● **ABOUT THIS EXERCISE**
Quote the whole listing word for word. Do not include the pictures.

● **DATA PROVIDED**
=== Section Start ===

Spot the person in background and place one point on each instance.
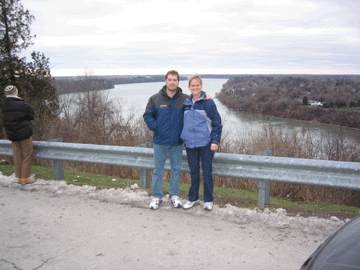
(201, 134)
(17, 115)
(164, 116)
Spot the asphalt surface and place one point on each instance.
(43, 229)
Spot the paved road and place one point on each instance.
(44, 229)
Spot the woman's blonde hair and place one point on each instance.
(193, 77)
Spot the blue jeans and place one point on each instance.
(206, 155)
(160, 154)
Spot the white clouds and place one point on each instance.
(225, 33)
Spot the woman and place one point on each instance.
(201, 134)
(17, 116)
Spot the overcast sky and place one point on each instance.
(119, 37)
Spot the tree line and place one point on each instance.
(32, 78)
(337, 97)
(91, 117)
(66, 85)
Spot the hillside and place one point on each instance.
(329, 99)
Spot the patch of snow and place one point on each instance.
(134, 196)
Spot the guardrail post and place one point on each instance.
(264, 187)
(58, 165)
(145, 174)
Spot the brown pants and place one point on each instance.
(23, 153)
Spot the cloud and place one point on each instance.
(227, 35)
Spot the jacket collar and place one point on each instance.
(189, 101)
(163, 91)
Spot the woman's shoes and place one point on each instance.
(208, 206)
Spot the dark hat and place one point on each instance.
(11, 90)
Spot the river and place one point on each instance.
(134, 97)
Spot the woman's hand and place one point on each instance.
(214, 147)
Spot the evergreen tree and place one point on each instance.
(32, 79)
(14, 38)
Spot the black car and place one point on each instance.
(341, 251)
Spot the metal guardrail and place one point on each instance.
(265, 169)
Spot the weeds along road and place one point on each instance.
(52, 225)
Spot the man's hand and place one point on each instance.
(214, 147)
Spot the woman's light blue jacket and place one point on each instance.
(202, 122)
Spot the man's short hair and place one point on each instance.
(195, 77)
(172, 72)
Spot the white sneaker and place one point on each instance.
(208, 206)
(155, 203)
(190, 204)
(175, 200)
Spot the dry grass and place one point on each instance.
(95, 119)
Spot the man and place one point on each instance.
(17, 116)
(164, 115)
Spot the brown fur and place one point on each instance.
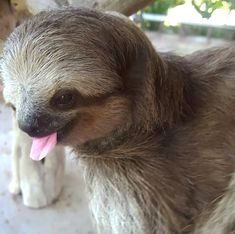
(154, 132)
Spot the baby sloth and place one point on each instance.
(154, 132)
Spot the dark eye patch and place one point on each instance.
(70, 99)
(11, 106)
(65, 99)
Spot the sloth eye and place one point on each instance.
(65, 99)
(11, 106)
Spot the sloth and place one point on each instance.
(153, 132)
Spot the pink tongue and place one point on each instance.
(42, 146)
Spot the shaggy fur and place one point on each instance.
(154, 132)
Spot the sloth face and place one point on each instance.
(64, 81)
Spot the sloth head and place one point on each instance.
(82, 74)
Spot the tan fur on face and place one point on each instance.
(158, 153)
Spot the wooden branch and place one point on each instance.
(127, 7)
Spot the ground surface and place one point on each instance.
(69, 215)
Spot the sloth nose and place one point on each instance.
(35, 126)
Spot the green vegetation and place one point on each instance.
(204, 7)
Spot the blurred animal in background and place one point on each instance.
(154, 132)
(39, 183)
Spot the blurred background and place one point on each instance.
(181, 26)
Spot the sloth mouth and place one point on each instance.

=== Section End ===

● **ANSWER TO THIS TASK**
Spot the person in background and place one point on each instance.
(201, 134)
(17, 115)
(164, 116)
Spot the asphalt surface and place one point on each instance.
(43, 229)
Spot the paved road and place one point on each instance.
(44, 229)
Spot the woman's blonde hair and place one point on each instance.
(193, 77)
Spot the blue jeans and place one point on each instance.
(206, 155)
(160, 154)
Spot the white clouds and place one point on each instance.
(225, 33)
Spot the woman and place one point on each instance.
(201, 134)
(17, 116)
Spot the overcast sky and place one point on each instance.
(119, 37)
Spot the tree line and place one point on each instance.
(32, 78)
(337, 97)
(91, 117)
(66, 85)
Spot the hillside and place one point on each instance.
(329, 99)
Spot the patch of snow and place one point on each instance.
(134, 196)
Spot the guardrail post and place one point on each instance.
(264, 187)
(58, 165)
(145, 174)
Spot the brown pants and place one point on each instance.
(23, 153)
Spot the cloud and place one point on each instance.
(227, 35)
Spot the jacket collar and place one point on each instance.
(189, 101)
(163, 91)
Spot the woman's shoes and place one point on each instance.
(208, 206)
Spot the dark hat and place one point on each instance.
(11, 90)
Spot the river and place one point on each instance.
(134, 97)
Spot the woman's hand and place one point on each instance.
(214, 147)
Spot the evergreen tree and place one point on each instance.
(32, 79)
(14, 38)
Spot the black car and place one point on each instance.
(341, 251)
Spot the metal guardrail and place one point on each instance.
(265, 169)
Spot the weeds along road and place one point on each instance.
(52, 225)
Spot the man's hand and place one point on each instance.
(214, 147)
Spot the woman's light blue jacket and place one point on each instance.
(202, 122)
Spot the man's short hair and place one point on each instance.
(195, 77)
(172, 72)
Spot the white sneaker and place one point on each instance.
(208, 206)
(155, 203)
(190, 204)
(175, 200)
Spot the dry grass and place one point on each instance.
(95, 119)
Spot the man and place one point on each instance.
(17, 116)
(164, 115)
Spot the brown fur and place one point on each instance.
(154, 132)
Spot the baby sloth and place one point on each instance.
(154, 132)
Spot the dark eye patch and place one point on each instance.
(70, 99)
(11, 106)
(65, 99)
Spot the sloth eye and place one point on each instance.
(65, 99)
(11, 106)
Spot the sloth and place one point on each instance.
(153, 132)
Spot the pink tongue and place one point on each instance.
(42, 146)
Spot the shaggy fur and place one point on each instance.
(154, 132)
Spot the sloth face and place one point on each instance.
(64, 81)
Spot the sloth head and place one point on each instance.
(82, 74)
Spot the tan fur on face and place one point on each instance.
(158, 153)
Spot the wooden branch and place one point on each instance.
(127, 7)
Spot the ground surface and place one point on each instance.
(69, 215)
Spot the sloth nose and place one point on each instance.
(35, 126)
Spot the green vegetation and place one point on each instance.
(204, 7)
Spot the blurred animal in background and place one point on each instance.
(154, 132)
(39, 183)
Spot the blurred background and place one point on each instance.
(181, 26)
Spot the sloth mouth and place one point on each instance.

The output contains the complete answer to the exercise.